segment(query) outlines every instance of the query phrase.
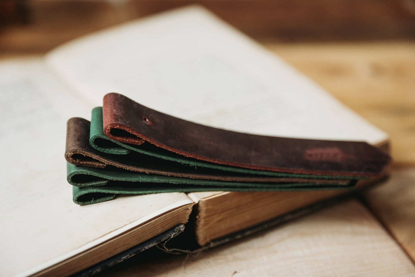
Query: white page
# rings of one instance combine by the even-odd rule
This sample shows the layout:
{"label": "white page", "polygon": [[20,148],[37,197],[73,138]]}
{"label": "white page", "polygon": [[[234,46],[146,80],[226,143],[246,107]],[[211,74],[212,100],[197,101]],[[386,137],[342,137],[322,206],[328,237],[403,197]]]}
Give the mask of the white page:
{"label": "white page", "polygon": [[184,193],[161,193],[74,203],[66,121],[88,118],[93,106],[71,97],[39,59],[0,62],[0,276],[32,274],[192,202]]}
{"label": "white page", "polygon": [[267,135],[384,141],[383,132],[200,7],[79,39],[49,66],[98,105],[121,93],[165,113]]}

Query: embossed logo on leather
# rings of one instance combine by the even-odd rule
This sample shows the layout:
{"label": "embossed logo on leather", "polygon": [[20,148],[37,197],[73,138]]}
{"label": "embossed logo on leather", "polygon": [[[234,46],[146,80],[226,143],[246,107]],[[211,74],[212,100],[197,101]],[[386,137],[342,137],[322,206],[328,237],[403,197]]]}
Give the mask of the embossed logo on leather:
{"label": "embossed logo on leather", "polygon": [[341,163],[347,159],[354,158],[351,154],[345,153],[337,147],[313,148],[304,153],[304,158],[313,161],[331,161]]}

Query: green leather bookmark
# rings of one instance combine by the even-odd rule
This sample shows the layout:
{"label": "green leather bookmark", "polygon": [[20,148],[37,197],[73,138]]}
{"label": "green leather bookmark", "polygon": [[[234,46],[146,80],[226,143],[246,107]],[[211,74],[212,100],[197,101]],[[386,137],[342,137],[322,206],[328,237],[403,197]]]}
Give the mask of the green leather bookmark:
{"label": "green leather bookmark", "polygon": [[108,154],[125,154],[131,150],[120,143],[107,137],[103,129],[103,108],[97,107],[92,110],[89,143],[95,149]]}
{"label": "green leather bookmark", "polygon": [[[92,111],[91,119],[90,143],[91,146],[94,148],[105,153],[122,155],[136,153],[163,160],[179,163],[182,165],[189,166],[196,168],[198,167],[205,168],[222,171],[259,176],[318,179],[354,180],[368,178],[368,177],[364,177],[315,175],[269,171],[249,169],[205,162],[176,154],[149,143],[145,143],[141,145],[135,145],[111,139],[104,134],[103,120],[102,107],[97,107],[94,109]],[[122,150],[122,149],[124,150]],[[122,160],[122,156],[120,156],[120,160]]]}
{"label": "green leather bookmark", "polygon": [[67,163],[68,182],[73,186],[73,199],[81,205],[113,199],[118,194],[225,190],[274,191],[352,188],[356,180],[338,183],[258,183],[212,181],[115,171]]}
{"label": "green leather bookmark", "polygon": [[[319,187],[319,190],[351,189],[352,187],[326,188]],[[80,188],[73,186],[73,200],[80,205],[87,205],[111,200],[118,194],[139,195],[151,193],[181,192],[190,193],[200,191],[275,191],[271,188],[244,188],[237,187],[218,187],[215,185],[182,185],[172,186],[171,184],[154,184],[144,183],[140,186],[123,186],[122,185],[102,186]],[[281,191],[298,190],[298,188],[285,188],[278,190]],[[301,188],[301,190],[308,190]]]}
{"label": "green leather bookmark", "polygon": [[72,185],[80,187],[97,187],[112,185],[113,181],[123,186],[140,186],[140,183],[159,183],[166,185],[195,185],[210,186],[220,189],[221,187],[235,187],[251,188],[269,188],[274,190],[279,188],[295,188],[297,189],[316,189],[319,188],[348,188],[354,185],[355,180],[344,180],[342,182],[330,182],[322,180],[320,182],[303,181],[281,183],[249,183],[217,180],[191,179],[177,177],[148,174],[131,171],[115,171],[98,168],[75,166],[67,163],[68,182]]}

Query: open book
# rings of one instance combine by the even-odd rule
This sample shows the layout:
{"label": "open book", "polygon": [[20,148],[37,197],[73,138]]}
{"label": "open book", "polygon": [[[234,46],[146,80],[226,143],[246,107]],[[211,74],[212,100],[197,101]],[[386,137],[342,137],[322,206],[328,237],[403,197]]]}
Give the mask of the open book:
{"label": "open book", "polygon": [[1,276],[76,273],[173,236],[192,210],[186,228],[200,246],[213,246],[346,192],[165,193],[78,206],[65,180],[66,121],[90,118],[107,93],[231,131],[388,144],[384,132],[198,7],[88,36],[44,57],[3,61],[0,89]]}

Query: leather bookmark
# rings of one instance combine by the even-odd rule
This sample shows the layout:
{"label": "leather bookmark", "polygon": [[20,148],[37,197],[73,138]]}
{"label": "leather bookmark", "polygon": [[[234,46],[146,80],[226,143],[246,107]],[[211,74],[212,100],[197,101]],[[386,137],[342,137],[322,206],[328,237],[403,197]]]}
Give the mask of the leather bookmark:
{"label": "leather bookmark", "polygon": [[[104,97],[103,128],[110,138],[147,141],[184,156],[220,164],[296,174],[370,177],[390,163],[364,142],[278,137],[197,124],[154,111],[116,93]],[[341,124],[339,122],[339,124]]]}

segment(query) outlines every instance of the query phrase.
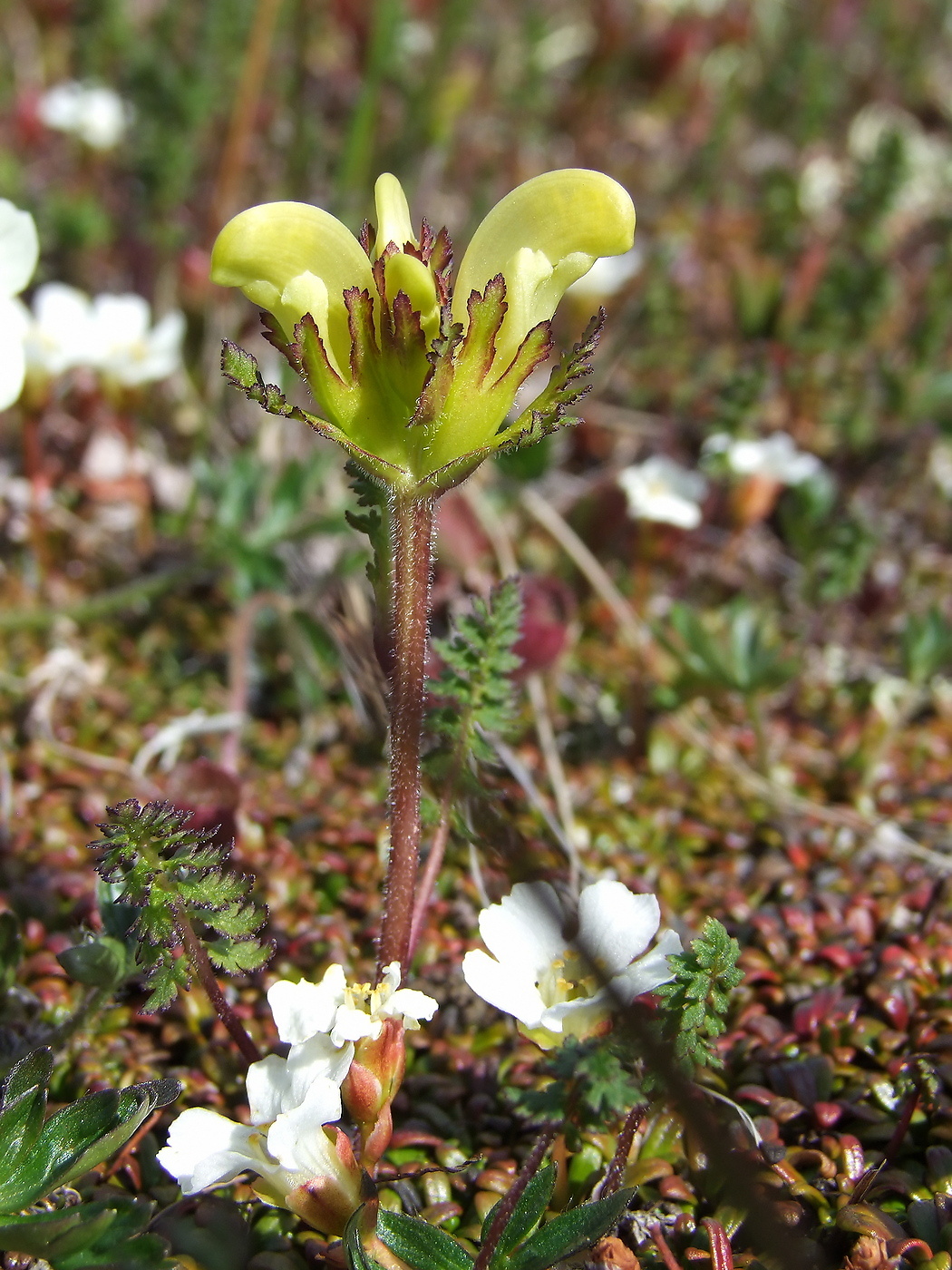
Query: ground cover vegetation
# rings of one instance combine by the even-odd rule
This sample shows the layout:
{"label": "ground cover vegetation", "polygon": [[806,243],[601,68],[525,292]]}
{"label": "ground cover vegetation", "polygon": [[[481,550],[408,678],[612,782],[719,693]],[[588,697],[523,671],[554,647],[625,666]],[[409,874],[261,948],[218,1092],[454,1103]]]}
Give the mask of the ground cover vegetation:
{"label": "ground cover vegetation", "polygon": [[952,1270],[951,231],[944,0],[0,6],[6,1266]]}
==============================
Aim of the exercise
Reproduce all of the entries above word for word, leaving out the pictures.

Output
segment(query) outlines every instance of the query phrase.
Query: white page
# rings of one instance combine by the even-odd rule
This sample shows the layout:
{"label": "white page", "polygon": [[20,148],[37,197],[73,138]]}
{"label": "white page", "polygon": [[[234,46],[146,80],[226,143],[246,107]],[[211,74],[212,100],[197,101]],[[386,137],[342,137],[322,206],[328,237],[403,197]]]}
Give the mask of the white page:
{"label": "white page", "polygon": [[184,193],[161,193],[74,203],[66,121],[88,118],[93,106],[71,97],[39,59],[0,62],[0,276],[32,274],[192,202]]}
{"label": "white page", "polygon": [[267,135],[384,141],[383,132],[200,7],[79,39],[49,66],[98,105],[121,93],[165,113]]}

Query: embossed logo on leather
# rings of one instance combine by the even-odd rule
This sample shows the layout:
{"label": "embossed logo on leather", "polygon": [[20,148],[37,197],[73,138]]}
{"label": "embossed logo on leather", "polygon": [[[234,46],[146,80],[226,143],[246,107]],[[211,74],[212,100],[197,101]],[[386,137],[342,137],[322,206],[328,237],[403,197]]]}
Give the mask of the embossed logo on leather:
{"label": "embossed logo on leather", "polygon": [[341,163],[347,159],[354,158],[351,154],[345,153],[337,147],[313,148],[304,153],[304,158],[313,161],[331,161]]}

Query: green leather bookmark
# rings of one instance combine by the even-odd rule
This sample shows the layout:
{"label": "green leather bookmark", "polygon": [[20,148],[37,197],[73,138]]}
{"label": "green leather bookmark", "polygon": [[[234,46],[146,80],[226,143],[246,107]],[[211,74],[212,100],[197,101]],[[386,137],[342,137],[322,206],[328,237],[403,197]]]}
Give the mask of the green leather bookmark:
{"label": "green leather bookmark", "polygon": [[108,154],[125,154],[131,150],[120,143],[107,137],[103,129],[103,108],[97,107],[92,110],[89,143],[95,149]]}
{"label": "green leather bookmark", "polygon": [[[92,111],[91,119],[90,143],[91,146],[94,148],[105,153],[122,155],[136,153],[163,160],[179,163],[182,165],[189,166],[196,168],[198,167],[205,168],[222,171],[259,176],[318,179],[354,180],[368,178],[368,177],[364,177],[315,175],[269,171],[249,169],[205,162],[176,154],[149,143],[145,143],[141,145],[135,145],[111,139],[104,134],[103,120],[102,107],[97,107],[94,109]],[[122,150],[122,149],[124,150]],[[122,160],[122,156],[120,156],[120,160]]]}
{"label": "green leather bookmark", "polygon": [[67,163],[68,182],[73,186],[73,199],[81,205],[113,199],[118,194],[225,190],[274,191],[352,188],[356,180],[338,183],[258,183],[212,181],[115,171]]}
{"label": "green leather bookmark", "polygon": [[[319,187],[319,190],[351,189],[352,187],[326,188]],[[80,188],[73,186],[73,200],[80,205],[87,205],[111,200],[118,194],[139,195],[151,193],[181,192],[190,193],[200,191],[275,191],[271,188],[244,188],[237,187],[218,187],[215,185],[182,185],[172,186],[171,184],[154,184],[144,183],[140,186],[123,186],[122,185],[102,186]],[[281,191],[298,190],[298,188],[285,188],[278,190]],[[301,188],[301,190],[308,190]]]}
{"label": "green leather bookmark", "polygon": [[72,185],[80,187],[97,187],[112,185],[113,181],[123,186],[140,186],[140,183],[159,183],[166,185],[195,185],[210,186],[220,189],[221,187],[235,187],[251,188],[269,188],[274,190],[279,188],[295,188],[297,189],[316,189],[319,188],[348,188],[354,185],[355,180],[344,180],[342,182],[330,182],[322,180],[320,182],[303,181],[281,183],[249,183],[217,180],[191,179],[177,177],[148,174],[131,171],[115,171],[98,168],[75,166],[67,163],[68,182]]}

Query: open book
# rings of one instance combine by the even-odd rule
This sample shows the layout:
{"label": "open book", "polygon": [[20,148],[37,197],[73,138]]}
{"label": "open book", "polygon": [[[234,46],[146,80],[226,143],[246,107]],[[211,74],[212,100],[197,101]],[[386,137],[342,137],[322,206],[328,237],[403,197]]]}
Give the mask of the open book:
{"label": "open book", "polygon": [[1,276],[76,273],[173,236],[192,210],[186,228],[200,246],[213,246],[346,192],[165,193],[78,206],[65,180],[66,121],[90,118],[107,93],[231,131],[388,144],[384,132],[198,7],[88,36],[44,57],[3,61],[0,89]]}

Query: leather bookmark
# rings of one instance combine by the even-odd rule
This sample shows the layout:
{"label": "leather bookmark", "polygon": [[20,148],[37,197],[73,138]]}
{"label": "leather bookmark", "polygon": [[[234,46],[146,80],[226,143],[246,107]],[[211,74],[212,100],[197,101]],[[386,137],[342,137],[322,206],[328,237],[403,197]]]}
Give the mask of the leather bookmark:
{"label": "leather bookmark", "polygon": [[[104,97],[103,128],[110,138],[147,141],[184,156],[220,164],[296,174],[370,177],[390,163],[364,142],[278,137],[197,124],[154,111],[116,93]],[[341,124],[339,122],[339,124]]]}

segment(query) outlines every instance of the query phrase.
Query: ground cover vegetation
# rings of one instance combine by the even-odd rule
This sample shows the layout:
{"label": "ground cover vegetation", "polygon": [[806,243],[601,68],[525,292]]}
{"label": "ground cover vegetation", "polygon": [[[481,550],[408,678],[612,782],[719,693]],[[588,697],[523,671],[554,647],[625,666]],[[409,874],[261,948],[218,1092],[454,1103]]]}
Give the mask of the ground cover vegetation:
{"label": "ground cover vegetation", "polygon": [[952,1270],[951,231],[944,0],[0,6],[6,1266]]}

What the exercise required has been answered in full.